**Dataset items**
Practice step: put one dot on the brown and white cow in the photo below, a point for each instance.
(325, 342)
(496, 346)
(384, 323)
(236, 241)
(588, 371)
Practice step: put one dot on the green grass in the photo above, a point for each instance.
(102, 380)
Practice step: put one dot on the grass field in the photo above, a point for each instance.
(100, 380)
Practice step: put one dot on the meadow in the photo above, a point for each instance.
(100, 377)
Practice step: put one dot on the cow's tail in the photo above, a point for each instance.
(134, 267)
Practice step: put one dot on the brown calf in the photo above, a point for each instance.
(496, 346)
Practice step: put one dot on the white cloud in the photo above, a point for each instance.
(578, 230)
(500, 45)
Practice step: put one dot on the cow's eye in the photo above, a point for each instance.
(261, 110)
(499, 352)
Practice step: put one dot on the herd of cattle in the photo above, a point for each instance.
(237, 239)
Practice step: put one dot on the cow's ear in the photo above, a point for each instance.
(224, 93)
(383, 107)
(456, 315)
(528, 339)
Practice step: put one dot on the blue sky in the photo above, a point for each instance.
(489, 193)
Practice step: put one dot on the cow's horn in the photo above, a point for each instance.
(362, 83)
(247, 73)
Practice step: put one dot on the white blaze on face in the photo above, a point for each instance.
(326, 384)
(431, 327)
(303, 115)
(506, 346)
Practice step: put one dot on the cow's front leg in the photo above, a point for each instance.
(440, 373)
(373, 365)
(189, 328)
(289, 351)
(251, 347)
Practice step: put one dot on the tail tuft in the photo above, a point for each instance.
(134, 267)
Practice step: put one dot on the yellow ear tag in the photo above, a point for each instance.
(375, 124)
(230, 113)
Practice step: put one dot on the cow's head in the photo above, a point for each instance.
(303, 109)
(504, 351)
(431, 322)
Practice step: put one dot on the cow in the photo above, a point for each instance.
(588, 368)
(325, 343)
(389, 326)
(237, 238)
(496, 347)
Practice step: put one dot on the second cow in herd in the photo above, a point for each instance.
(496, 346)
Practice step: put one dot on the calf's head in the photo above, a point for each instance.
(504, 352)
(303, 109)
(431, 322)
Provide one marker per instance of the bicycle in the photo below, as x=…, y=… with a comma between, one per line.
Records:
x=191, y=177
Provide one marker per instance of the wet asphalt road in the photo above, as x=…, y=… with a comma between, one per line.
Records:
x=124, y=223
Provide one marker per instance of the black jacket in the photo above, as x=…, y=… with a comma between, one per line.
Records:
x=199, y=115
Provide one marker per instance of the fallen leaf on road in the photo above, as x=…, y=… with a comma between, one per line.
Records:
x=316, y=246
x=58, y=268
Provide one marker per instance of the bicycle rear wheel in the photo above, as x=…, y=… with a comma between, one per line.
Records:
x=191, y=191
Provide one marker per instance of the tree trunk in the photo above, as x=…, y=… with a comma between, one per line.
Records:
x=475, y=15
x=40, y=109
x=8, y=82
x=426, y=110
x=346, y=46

**Your task**
Reproduce, please, every line of the records above without alteration.

**Solution for this problem**
Practice step: put one dot on the brown and white cow in the photo below, a point for each instance.
(325, 342)
(496, 346)
(384, 323)
(236, 241)
(588, 371)
Practice step: put one dot on the green grass in the photo above, a point for each instance.
(102, 380)
Practice step: put one dot on the grass field in the photo above, a point for each instance.
(100, 380)
Practice step: put one dot on the meadow in the photo above, a point for each instance.
(100, 377)
Practice step: put one dot on the cow's tail in the photo above, a point for each instance.
(134, 267)
Practice step: put one dot on the brown calf in the photo above, a point for each instance.
(496, 346)
Practice step: put one dot on the white cloud in the photo above, a point for each instance.
(578, 230)
(500, 45)
Practice step: put one dot on the cow's eye in the photo above, a point for each instance.
(261, 110)
(499, 352)
Practice step: put one dot on the herd of cattle in the photo above, a point for each instance.
(237, 239)
Practice step: put one dot on the cow's ear in the photo above, a point for each instance.
(224, 93)
(383, 107)
(456, 315)
(528, 339)
Practice step: put one dot on the blue sky in the photo above, a point for each instance.
(489, 193)
Practice step: put one dot on the cow's horn in the photo above, a point for each instance.
(362, 83)
(247, 73)
Practice step: put one dot on the white blaze on face in the photo above, a point for each instance.
(326, 384)
(431, 327)
(303, 115)
(506, 346)
Practice step: put one dot on the cow's front leg in the photo above, a point for each instance.
(440, 373)
(373, 365)
(189, 328)
(289, 351)
(251, 347)
Practice step: put one dot on the tail tuft in the photo above, a point for each instance.
(134, 267)
Practice step: put one dot on the yellow ear tag in the photo above, a point for each instance.
(375, 124)
(230, 113)
Practice step: put one dot on the cow's head in the photo above, a point for each instance.
(303, 109)
(504, 351)
(431, 322)
Practice step: put one dot on the cow in the photo above, a point for each instance.
(588, 368)
(325, 343)
(389, 326)
(237, 238)
(496, 347)
Practice step: put one dot on the second cow in herd in the photo above, a point for each instance.
(496, 346)
Practice step: put one dot on the calf's head in the photo above, a point for each instance.
(504, 352)
(303, 109)
(431, 322)
Provide one marker per instance of the bicycle in the photo below, as x=…, y=… with a comma between, one per line.
Records:
x=191, y=177
Provide one marker per instance of the wet asphalt road in the photo above, as x=…, y=… with a comma between, one per line.
Records:
x=124, y=223
Provide one marker per instance of the black jacket in the photo above, as x=…, y=… with a comma between, one per line.
Records:
x=199, y=115
Provide one marker per instance of the fallen leaf on road in the photo above, as x=…, y=… with a comma between, one per line.
Records:
x=316, y=246
x=58, y=268
Provide one marker per instance of the bicycle rear wheel in the photo above, as x=…, y=… with a comma between, one per line.
Records:
x=191, y=191
Provide one marker per instance of the tree trunk in the photo above, as x=…, y=… with a comma between, one per line.
Records:
x=475, y=15
x=40, y=109
x=8, y=82
x=426, y=110
x=346, y=46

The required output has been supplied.